=== Passage provided ===
---

GARMISCH, Germany -- On stage, he is what you expect an actor to become: transformed. Something else. Another person in another time. He is immersed, delivering lines, running the blocking and being truthful about the role, holding fast to English poet Alexander Pope's decree to "act well your part; there all the honor lies."

Yet those close to Jim Miller watching him in this role would raise their eyebrows. Jim? That guy? The contracting specialist from the George C. Marshall European Center for Security Studies? Not Jim.

For the first time in his life, Miller performed on stage in a play put on by the Family MWR Garmisch Players Community Theater, in March. In taking the role Woodruff Gately, a shell-shocked Vietnam veteran from Georgia in "Pvt. Wars," Miller would echo his friends' comments.

"I think everybody is surprised," Miller said. "I surprised myself. It's not something I thought I would ever do. And I think most folks back home would say the same thing."

At Pleasant Valley High School in Bettendorf, Iowa, Miller's friends knew him as an athlete playing football, wrestling and hurling a shot put. At the University of Iowa, similar memories and a six-year stint in the Iowa National Guard as a combat engineer, including a deployment to Afghanistan. Nowhere in there was a hint of acting.

When he started his DOD civilian career in Rock Island, Ill., he made another deployment for seven months to Afghanistan and kicked off his career as a contracting officer, but still no acting. It wasn't until he touched down in Garmisch-Partenkirchen, Germany, and read about a 2013 casting call for movie extras that the bug hit him.

"I submitted a photo to a web site," Miller said. "Then I forgot about it."

They didn't forget him. His phone rang three weeks later with a callback. A month after that, costumers had the burly six-footer outfitted in a Navy SEAL costume and standing alongside Samuel L. Jackson as the president of the United States in the film "Big Game."

---

=== Problem to work on ===
Repeat word for word everything in the article on Jim Miller's acting from "At Pleasant Valley" down to "hint of acting.". The records have no connection to the article on Jim Miller's acting.

=== Data section ===
---

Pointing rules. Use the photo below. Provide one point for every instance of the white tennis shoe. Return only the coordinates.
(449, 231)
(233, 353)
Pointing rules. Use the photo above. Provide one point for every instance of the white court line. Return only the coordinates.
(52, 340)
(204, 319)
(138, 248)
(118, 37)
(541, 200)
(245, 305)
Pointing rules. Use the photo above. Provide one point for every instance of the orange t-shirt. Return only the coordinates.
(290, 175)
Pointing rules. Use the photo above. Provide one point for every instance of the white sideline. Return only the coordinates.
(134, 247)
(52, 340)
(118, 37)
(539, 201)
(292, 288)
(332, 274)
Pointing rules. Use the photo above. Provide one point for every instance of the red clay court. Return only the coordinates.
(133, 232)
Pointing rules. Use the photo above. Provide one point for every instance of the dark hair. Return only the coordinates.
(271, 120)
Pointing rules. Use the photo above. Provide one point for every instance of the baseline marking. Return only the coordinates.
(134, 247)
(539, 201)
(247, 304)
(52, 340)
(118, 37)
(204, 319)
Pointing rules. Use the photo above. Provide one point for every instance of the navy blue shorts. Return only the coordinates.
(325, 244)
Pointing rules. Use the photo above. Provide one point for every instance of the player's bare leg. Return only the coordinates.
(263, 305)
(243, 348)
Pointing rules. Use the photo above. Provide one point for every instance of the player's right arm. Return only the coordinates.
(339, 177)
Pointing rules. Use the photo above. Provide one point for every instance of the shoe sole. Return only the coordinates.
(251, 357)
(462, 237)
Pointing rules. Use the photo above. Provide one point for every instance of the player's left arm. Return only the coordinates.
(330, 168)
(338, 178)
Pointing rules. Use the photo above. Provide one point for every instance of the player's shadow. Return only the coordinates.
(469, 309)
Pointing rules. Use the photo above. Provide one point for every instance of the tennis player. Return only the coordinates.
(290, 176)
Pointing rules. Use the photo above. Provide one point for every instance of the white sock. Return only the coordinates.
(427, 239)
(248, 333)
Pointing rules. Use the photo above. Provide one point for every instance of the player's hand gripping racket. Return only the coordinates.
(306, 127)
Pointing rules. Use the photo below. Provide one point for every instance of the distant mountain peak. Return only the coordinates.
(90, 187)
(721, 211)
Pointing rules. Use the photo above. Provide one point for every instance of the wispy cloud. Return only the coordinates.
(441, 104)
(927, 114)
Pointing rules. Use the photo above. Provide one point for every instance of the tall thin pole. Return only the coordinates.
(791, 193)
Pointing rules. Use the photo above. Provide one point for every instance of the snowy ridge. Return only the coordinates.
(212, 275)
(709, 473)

---

=== Exercise response ===
At Pleasant Valley High School in Bettendorf, Iowa, Miller's friends knew him as an athlete playing football, wrestling and hurling a shot put. At the University of Iowa, similar memories and a six-year stint in the Iowa National Guard as a combat engineer, including a deployment to Afghanistan. Nowhere in there was a hint of acting.